### Data shown

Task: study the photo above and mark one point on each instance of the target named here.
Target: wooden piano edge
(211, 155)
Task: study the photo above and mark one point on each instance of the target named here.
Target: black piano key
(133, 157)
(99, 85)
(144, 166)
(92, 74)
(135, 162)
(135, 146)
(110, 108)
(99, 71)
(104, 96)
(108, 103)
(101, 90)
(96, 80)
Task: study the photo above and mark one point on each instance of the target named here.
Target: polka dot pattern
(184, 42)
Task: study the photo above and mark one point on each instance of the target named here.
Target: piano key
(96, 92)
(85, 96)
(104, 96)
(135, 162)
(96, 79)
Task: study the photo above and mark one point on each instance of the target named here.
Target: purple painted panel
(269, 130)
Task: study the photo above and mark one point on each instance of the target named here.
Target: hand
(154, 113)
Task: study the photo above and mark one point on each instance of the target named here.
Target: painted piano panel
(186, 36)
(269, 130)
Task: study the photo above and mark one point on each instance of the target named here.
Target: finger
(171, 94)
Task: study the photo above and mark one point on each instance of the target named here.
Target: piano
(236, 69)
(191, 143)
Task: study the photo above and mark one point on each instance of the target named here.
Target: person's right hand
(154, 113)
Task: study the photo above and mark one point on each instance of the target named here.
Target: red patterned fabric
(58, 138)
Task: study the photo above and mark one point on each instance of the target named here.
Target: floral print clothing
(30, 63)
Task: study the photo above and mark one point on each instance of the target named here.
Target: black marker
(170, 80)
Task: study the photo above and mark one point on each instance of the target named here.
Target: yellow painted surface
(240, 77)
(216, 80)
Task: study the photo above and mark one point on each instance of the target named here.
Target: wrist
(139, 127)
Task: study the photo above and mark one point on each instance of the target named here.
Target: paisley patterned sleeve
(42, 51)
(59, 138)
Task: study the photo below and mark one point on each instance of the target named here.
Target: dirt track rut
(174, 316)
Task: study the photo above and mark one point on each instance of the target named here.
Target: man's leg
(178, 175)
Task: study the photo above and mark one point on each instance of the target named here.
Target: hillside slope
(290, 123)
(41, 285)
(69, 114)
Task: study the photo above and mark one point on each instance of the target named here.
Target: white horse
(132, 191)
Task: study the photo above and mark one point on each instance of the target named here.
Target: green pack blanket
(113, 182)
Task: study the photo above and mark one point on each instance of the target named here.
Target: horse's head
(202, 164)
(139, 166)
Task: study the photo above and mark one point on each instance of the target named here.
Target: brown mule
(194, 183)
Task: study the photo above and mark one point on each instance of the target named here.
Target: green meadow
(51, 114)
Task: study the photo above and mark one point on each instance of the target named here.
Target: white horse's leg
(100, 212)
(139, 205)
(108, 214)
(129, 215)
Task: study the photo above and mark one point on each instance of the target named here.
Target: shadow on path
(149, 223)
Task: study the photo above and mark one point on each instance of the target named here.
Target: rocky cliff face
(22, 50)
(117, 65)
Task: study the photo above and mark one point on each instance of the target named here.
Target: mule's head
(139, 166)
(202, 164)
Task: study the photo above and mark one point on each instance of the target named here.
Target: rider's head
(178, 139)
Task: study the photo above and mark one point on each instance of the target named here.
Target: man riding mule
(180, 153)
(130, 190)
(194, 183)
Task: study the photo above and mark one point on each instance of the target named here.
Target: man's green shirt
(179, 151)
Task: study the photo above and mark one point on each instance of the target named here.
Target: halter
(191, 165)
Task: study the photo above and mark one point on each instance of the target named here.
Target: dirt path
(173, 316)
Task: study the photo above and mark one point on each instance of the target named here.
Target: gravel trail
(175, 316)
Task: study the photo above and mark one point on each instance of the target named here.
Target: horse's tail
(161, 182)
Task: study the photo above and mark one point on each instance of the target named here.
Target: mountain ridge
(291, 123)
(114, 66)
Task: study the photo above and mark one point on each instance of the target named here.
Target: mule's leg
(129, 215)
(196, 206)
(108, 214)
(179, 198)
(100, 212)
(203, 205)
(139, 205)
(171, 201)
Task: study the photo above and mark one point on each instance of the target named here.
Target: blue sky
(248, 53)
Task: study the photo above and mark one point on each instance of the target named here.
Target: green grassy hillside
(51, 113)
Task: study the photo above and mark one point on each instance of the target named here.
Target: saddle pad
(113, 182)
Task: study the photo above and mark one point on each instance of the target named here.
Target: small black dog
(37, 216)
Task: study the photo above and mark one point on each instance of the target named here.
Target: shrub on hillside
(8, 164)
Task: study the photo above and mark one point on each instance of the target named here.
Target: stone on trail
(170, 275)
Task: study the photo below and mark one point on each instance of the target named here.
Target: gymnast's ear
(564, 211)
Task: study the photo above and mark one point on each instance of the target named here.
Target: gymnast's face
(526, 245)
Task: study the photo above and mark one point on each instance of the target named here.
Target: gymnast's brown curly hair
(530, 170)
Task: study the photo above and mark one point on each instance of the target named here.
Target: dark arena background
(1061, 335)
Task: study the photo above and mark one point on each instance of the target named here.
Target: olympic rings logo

######

Repeat all of the material above exactly, with no line dropped.

*Answer to this exercise*
Task: study the photo above and mark one point on each instance of the target named here.
Target: wooden piano edge
(211, 155)
Task: study the photo above and mark one point on each instance of the target named here.
Target: black piano key
(133, 157)
(99, 85)
(144, 166)
(92, 74)
(135, 162)
(135, 146)
(110, 108)
(99, 71)
(104, 96)
(108, 103)
(101, 90)
(96, 80)
Task: study the photo above and mark one point on each instance of the target named here.
Target: polka dot pattern
(184, 42)
Task: study the photo above and mark one point on each instance of the target named here.
Target: piano key
(96, 92)
(85, 96)
(104, 96)
(135, 162)
(96, 79)
Task: study the photo above and mark one point on each instance of the target named here.
Target: purple painted panel
(269, 130)
Task: study the photo above and mark one point on each instance of the target named here.
Target: hand
(154, 113)
Task: study the photo above and mark one point on each instance of the target named here.
Target: painted piano panel
(186, 36)
(269, 130)
Task: study the photo above and mark one point on each instance of the target named here.
Target: finger
(171, 94)
Task: study the photo above and mark one point on each instance of the target named here.
Target: piano
(236, 69)
(191, 143)
Task: study the photo above and mark one point on each instance of the target named here.
Target: person's right hand
(154, 113)
Task: study the photo above and mark one point on each instance of the target named here.
Target: red patterned fabric
(58, 138)
Task: study the photo above and mark one point on each instance of the target named here.
Target: floral print clothing
(30, 63)
Task: study the photo above and mark one point on each instance of the target named here.
Target: black marker
(170, 80)
Task: study the photo above and mark one point on each instance of the target named here.
Target: yellow painted surface
(240, 77)
(216, 80)
Task: study the photo above and mark one point on each instance of the target named here.
Target: wrist
(139, 127)
Task: study the photo above and mark one point on each instance of the target named here.
Target: paisley patterned sleeve
(42, 51)
(59, 138)
Task: study the photo below and mark one point on each instance of the target named here.
Target: dirt track rut
(174, 316)
Task: study the photo above and mark one point on each instance of the target named here.
Target: man's leg
(178, 175)
Task: study the photo above and mark one point on each instance of the target named here.
Target: hillside slope
(290, 123)
(41, 285)
(69, 114)
Task: study the photo above and mark one point on each instance of the target named here.
Target: white horse
(132, 191)
Task: study the photo above and mark one point on each instance of the target named here.
Target: green pack blanket
(113, 182)
Task: study the photo above and mark one point on each instance of the target named here.
Target: horse's head
(202, 164)
(139, 166)
Task: study the photo above and mark one point on each instance of the target named here.
Target: brown mule
(194, 183)
Task: study the photo above and mark one point on each instance of the target named here.
Target: green meadow
(51, 114)
Task: study the photo above and mark one point on each instance of the target named here.
Target: white horse's leg
(100, 212)
(139, 205)
(108, 214)
(129, 215)
Task: study the photo above and mark one point on each instance of the target named here.
Target: shadow on path
(149, 223)
Task: study the photo above and mark one point on each instance of the target named here.
Target: rocky cliff face
(22, 50)
(117, 65)
Task: study the photo above and mark one point on each instance of the target named here.
Target: mule's head
(139, 166)
(202, 164)
Task: study the photo above and mark one point on each instance of the target named here.
Target: rider's head
(178, 139)
Task: study the photo above and mark one point on each instance of the target named here.
Target: man riding mule
(180, 153)
(130, 190)
(194, 183)
Task: study the photo above and mark one point on each instance of the target named here.
Target: man's green shirt
(179, 151)
Task: study the photo above and mark one point on each instance of the target named here.
Target: halter
(191, 165)
Task: study the photo above and mark one point on each instance of the target named here.
Target: dirt path
(173, 316)
Task: study the photo above and mark one point on each instance of the target named here.
Target: gravel trail
(175, 316)
Task: study the photo above and mark one point on each instance of the target named here.
Target: horse's tail
(161, 182)
Task: study the photo above and mark one point on each instance of the target named here.
Target: mountain ridge
(291, 123)
(114, 66)
Task: study the photo above and mark one point on each instance of the target named here.
Target: mule's leg
(129, 215)
(196, 206)
(108, 214)
(179, 198)
(100, 212)
(203, 205)
(139, 205)
(171, 201)
Task: study the photo above and mark one point on each instance of the target named here.
Target: blue sky
(248, 53)
Task: study the photo above and mark one point on each instance of the target named here.
Target: green grassy hillside
(51, 113)
Task: study the photo above and mark one point on each instance of the target named here.
Target: saddle pad
(113, 182)
Task: study the photo above and mark one point on each instance of the target named here.
Target: small black dog
(37, 216)
Task: study the photo above and mark one point on each instance of the target named here.
Target: shrub on hillside
(8, 164)
Task: study the photo above and mark one point on each instance of the target named here.
Target: stone on trail
(170, 275)
Task: study the photo below and mark one point on each instance of the target named here.
Target: gymnast's ear
(564, 211)
Task: study the photo above and mark one point on each instance of the target named here.
Target: gymnast's face
(526, 245)
Task: study the photo above and mark one point on each instance of the target named here.
Target: gymnast's brown curly hair
(530, 170)
Task: study the photo above and mark one point on each instance of the target named here.
Target: dark arena background
(1061, 335)
Task: study the photo above and mark one point on each instance of the target named here.
Target: olympic rings logo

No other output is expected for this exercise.